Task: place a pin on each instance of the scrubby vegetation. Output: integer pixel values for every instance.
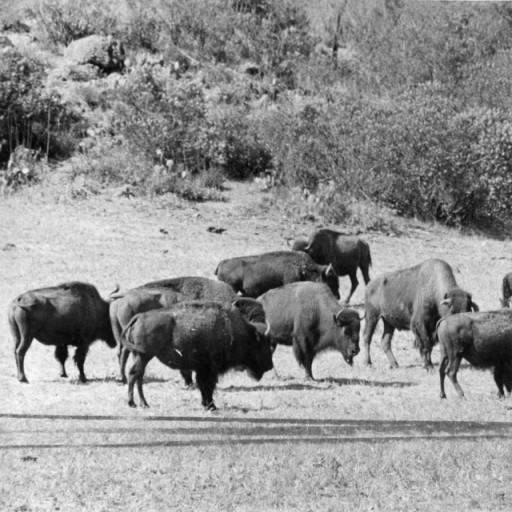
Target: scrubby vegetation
(388, 102)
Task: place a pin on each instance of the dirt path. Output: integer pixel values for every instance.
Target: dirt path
(33, 431)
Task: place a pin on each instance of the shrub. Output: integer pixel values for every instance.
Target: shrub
(63, 21)
(422, 154)
(157, 112)
(29, 115)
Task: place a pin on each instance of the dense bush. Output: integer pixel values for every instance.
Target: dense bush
(29, 115)
(63, 21)
(421, 154)
(165, 118)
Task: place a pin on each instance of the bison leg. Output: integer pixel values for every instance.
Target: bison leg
(206, 381)
(353, 285)
(498, 378)
(187, 377)
(365, 271)
(22, 341)
(79, 357)
(137, 375)
(386, 344)
(442, 369)
(123, 359)
(303, 356)
(424, 342)
(452, 374)
(61, 354)
(372, 318)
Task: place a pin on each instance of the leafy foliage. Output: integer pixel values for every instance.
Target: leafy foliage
(29, 115)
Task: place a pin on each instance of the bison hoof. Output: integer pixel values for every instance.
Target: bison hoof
(211, 406)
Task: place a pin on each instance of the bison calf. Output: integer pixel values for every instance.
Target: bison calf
(308, 316)
(484, 339)
(414, 298)
(345, 253)
(206, 337)
(68, 314)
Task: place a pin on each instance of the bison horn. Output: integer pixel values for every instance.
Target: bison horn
(115, 294)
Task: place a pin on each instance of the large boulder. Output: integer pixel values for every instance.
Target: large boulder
(105, 52)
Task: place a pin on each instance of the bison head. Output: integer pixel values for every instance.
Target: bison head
(330, 278)
(259, 357)
(347, 324)
(456, 301)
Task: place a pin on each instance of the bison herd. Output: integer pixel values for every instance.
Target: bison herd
(206, 327)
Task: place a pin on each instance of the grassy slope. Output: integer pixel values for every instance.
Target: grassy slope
(105, 241)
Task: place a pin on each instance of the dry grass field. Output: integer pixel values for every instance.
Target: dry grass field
(356, 439)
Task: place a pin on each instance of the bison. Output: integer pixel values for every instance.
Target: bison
(308, 316)
(162, 294)
(484, 339)
(206, 337)
(68, 314)
(506, 290)
(414, 298)
(345, 253)
(300, 244)
(254, 275)
(196, 288)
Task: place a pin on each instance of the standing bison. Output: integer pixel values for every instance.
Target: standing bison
(414, 298)
(308, 316)
(68, 314)
(196, 288)
(254, 275)
(484, 339)
(345, 253)
(206, 337)
(162, 294)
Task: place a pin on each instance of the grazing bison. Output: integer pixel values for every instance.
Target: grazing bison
(196, 288)
(254, 275)
(345, 253)
(206, 337)
(299, 245)
(414, 298)
(506, 290)
(162, 294)
(308, 316)
(484, 339)
(68, 314)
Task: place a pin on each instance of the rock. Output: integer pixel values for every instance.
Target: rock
(250, 68)
(73, 72)
(105, 52)
(5, 42)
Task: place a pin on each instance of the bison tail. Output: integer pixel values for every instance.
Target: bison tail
(367, 253)
(126, 336)
(13, 326)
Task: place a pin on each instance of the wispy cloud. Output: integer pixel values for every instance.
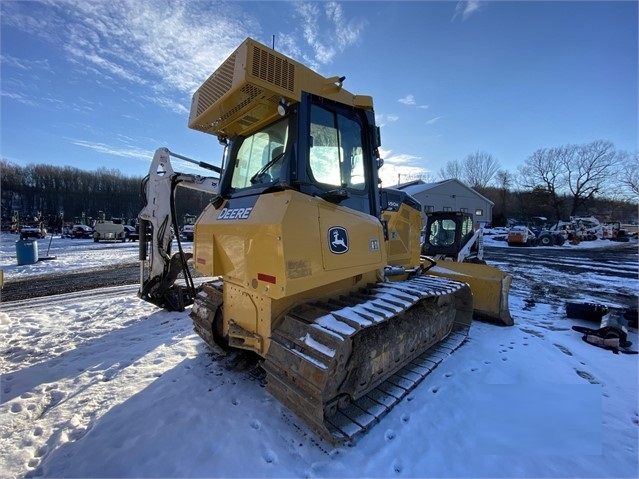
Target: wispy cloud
(170, 48)
(400, 167)
(407, 100)
(382, 119)
(325, 29)
(466, 8)
(125, 152)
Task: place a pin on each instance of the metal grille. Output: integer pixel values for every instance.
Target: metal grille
(273, 69)
(251, 93)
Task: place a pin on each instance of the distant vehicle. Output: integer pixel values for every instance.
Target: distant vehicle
(131, 233)
(37, 232)
(110, 230)
(521, 235)
(80, 231)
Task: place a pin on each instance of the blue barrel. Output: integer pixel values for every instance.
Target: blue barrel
(27, 251)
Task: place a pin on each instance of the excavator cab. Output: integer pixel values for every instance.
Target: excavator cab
(319, 148)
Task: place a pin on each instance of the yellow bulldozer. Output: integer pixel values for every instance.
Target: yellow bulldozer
(313, 265)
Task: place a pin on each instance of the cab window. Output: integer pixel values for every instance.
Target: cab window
(336, 153)
(260, 156)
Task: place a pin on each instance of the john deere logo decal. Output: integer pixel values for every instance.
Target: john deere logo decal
(337, 240)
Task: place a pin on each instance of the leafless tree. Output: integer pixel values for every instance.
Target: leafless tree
(577, 171)
(452, 169)
(476, 170)
(629, 172)
(479, 169)
(543, 172)
(588, 168)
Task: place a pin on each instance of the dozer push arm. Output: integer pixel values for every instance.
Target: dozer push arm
(157, 227)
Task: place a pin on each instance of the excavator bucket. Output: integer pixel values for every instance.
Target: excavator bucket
(489, 286)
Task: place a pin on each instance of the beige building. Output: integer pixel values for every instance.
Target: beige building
(450, 195)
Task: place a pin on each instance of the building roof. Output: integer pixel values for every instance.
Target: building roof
(418, 186)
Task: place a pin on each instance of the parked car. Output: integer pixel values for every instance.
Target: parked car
(131, 233)
(80, 231)
(33, 232)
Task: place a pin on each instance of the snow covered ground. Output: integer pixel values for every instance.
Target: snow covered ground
(101, 384)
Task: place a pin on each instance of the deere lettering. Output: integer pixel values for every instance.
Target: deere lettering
(234, 213)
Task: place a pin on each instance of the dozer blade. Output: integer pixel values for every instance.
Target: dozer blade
(343, 364)
(489, 285)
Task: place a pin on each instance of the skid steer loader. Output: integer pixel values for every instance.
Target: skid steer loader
(316, 268)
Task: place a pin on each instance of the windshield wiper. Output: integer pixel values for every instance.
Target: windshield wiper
(261, 173)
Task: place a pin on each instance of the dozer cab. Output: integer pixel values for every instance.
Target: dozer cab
(317, 269)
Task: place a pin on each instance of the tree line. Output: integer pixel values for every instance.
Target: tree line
(557, 182)
(55, 195)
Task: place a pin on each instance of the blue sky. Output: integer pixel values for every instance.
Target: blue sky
(94, 84)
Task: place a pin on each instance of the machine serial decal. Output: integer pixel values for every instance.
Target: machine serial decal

Try it: Return only the lines running from the start of the entries above to the line that contains "Task: place a pin on each instance of the dirt", inclusive, and omit every picture.

Final answer:
Task: place a pin on each instance of the scrubby vegetation. Output: integer pixel values for every instance.
Target: scrubby vegetation
(388, 102)
Task: place a pin on each instance of the dirt path. Output: integer pixel values for every instance.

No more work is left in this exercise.